BACKGROUND Field of the Invention

This invention relates generally to the field of artificial intelligence processors and more particularly to artificial intelligence accelerators.

Description of the Related Art

Recent advancements in the field of artificial intelligence (AI) has created a demand for specialized hardware devices that can handle the computational tasks associated with AI processing. An example of a hardware device that can handle AI processing tasks more efficiently is an AI accelerator. The design and implementation of AI accelerators can present trade-offs between multiple desired characteristics of these devices. For example, in some accelerators, batching of data can be used to increase some desirable system characteristics, such as hardware utilization and increased efficiency due to task and/or data parallelism offered in batched data. Batching, however, can introduce costs, such as increased memory usage.

One type of AI processing performed by AI accelerators is forward propagation and backpropagation of data through layers of a neural network. Existing hardware accelerators use batching of data during propagation to increase hardware utilization rates and implement techniques that offer efficiencies by utilizing task and/or data parallelism inherent in AI data and/or batched data. For example, multiple processor cores can be employed to perform matrix operations on discrete portions of the data in parallel. However, batching can introduce high memory usage, which can in turn reduce locality of AI data. For example, various weights associated with a neural network layer, may need to be stored in memory, so they can be updated during backpropagation. Therefore, the memory required to process a neural network through the forward and backward passes can grow as the batch size is increased. Loss of locality can slow down an AI accelerator, as the system spends more time shuttling data to various areas of the chip implementing the AI accelerator. As a result, systems and methods are needed to maintain locality of data, while taking advantage of parallelism in AI data processing.

SUMMARY

In one aspect of the invention, a method of processing of a neural network is disclosed. The method includes: receiving input images in an input layer of the neural network; processing the input images in one or more hidden layers of the neural network; generating one or more output images from an output layer of the neural network, wherein the output images comprise the processed input images; and backpropagating and processing the one or more output images through the neural network, wherein at each time interval equal to temporal spacing, a number of output images equal to data width is backpropagated and processed through the output layer, hidden layers and input layer.

In one embodiment, one or both of data width and temporal spacing are modulated to decrease backpropagation memory usage and increase locality of activation map data.

In another embodiment, temporal spacing comprises one or more time-steps, at least partly based on a clock signal.

In one embodiment, the data width starts from an initially high value and gradually ramps down at each time interval equal to the temporal spacing and data width resets to the initially high value in time interval subsequent to time interval in which data width reached one.

In some embodiments, the data width starts a from an initially low value and gradually ramps up at each time interval equal to the temporal spacing until the data width reaches an upper threshold and wherein the data width resets to the initially low value in the next time interval relative to the time interval in which the data width reached the upper threshold.

In one embodiment, the processing of the input images and/or the backpropagation processing comprise one or more of re-computation and gradient checkpointing.

● DATA SECTION:
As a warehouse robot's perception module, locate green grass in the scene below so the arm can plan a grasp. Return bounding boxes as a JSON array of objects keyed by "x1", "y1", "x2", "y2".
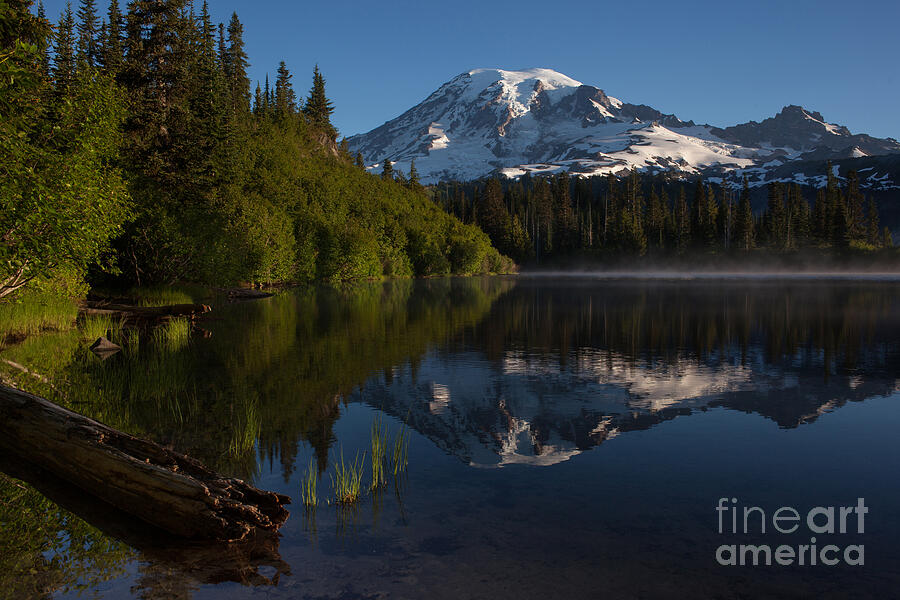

● GIVEN INSTRUCTION:
Please pick up the patent text on AI accelerators after its final sentence and continue it, leaving the data out of it.

● WRITTEN ANSWER:
In another embodiment, the backpropagation processing comprises stochastic gradient descent (SGD).

In one embodiment, the method further includes training of the neural network, wherein the training includes: forward propagating the backpropagated output images through the neural network; and repeating the forward propagating and backpropagating and updating parameters of the neural network during the backpropagation until a minimum of an error function corresponding to trained parameters of the neural network are determined.

In one embodiment, data width and/or temporal spacing are fixed from beginning to end of the training, or dynamically changed during the training, or are determined by a combination of fixing and dynamically changing during the training.

In one embodiment, an neural network accelerator implements the method and the accelerator is configured to store forward propagation data and/or backpropagation data such that output of a layer of the neural network, during forward propagation or backpropagation, is stored physically adjacent or close to a memory location where a next or adjacent layer of the neural network loads its input data.

In another aspect of the invention, a neural network accelerator is disclosed. The accelerator is configured to implement the processing of a neural network and the accelerator includes: one or more processor cores each having a memory module, wherein the one or more processor cores are configured to: receive input images in an input layer of the neural network; process the input images in one or more hidden layers of the neural network; generate one or more output images from an output layer of the neural network, wherein the output images comprise the processed input images; and backpropagate and process the one or more output images through the neural network, wherein at each time interval equal to temporal spacing, a number of output images equal to data width is backpropagated and processed through the output layer, hidden layers and input layer.

In one embodiment, one or both of data width and temporal spacing are modulated to decrease backpropagation memory usage and increase locality of activation map data.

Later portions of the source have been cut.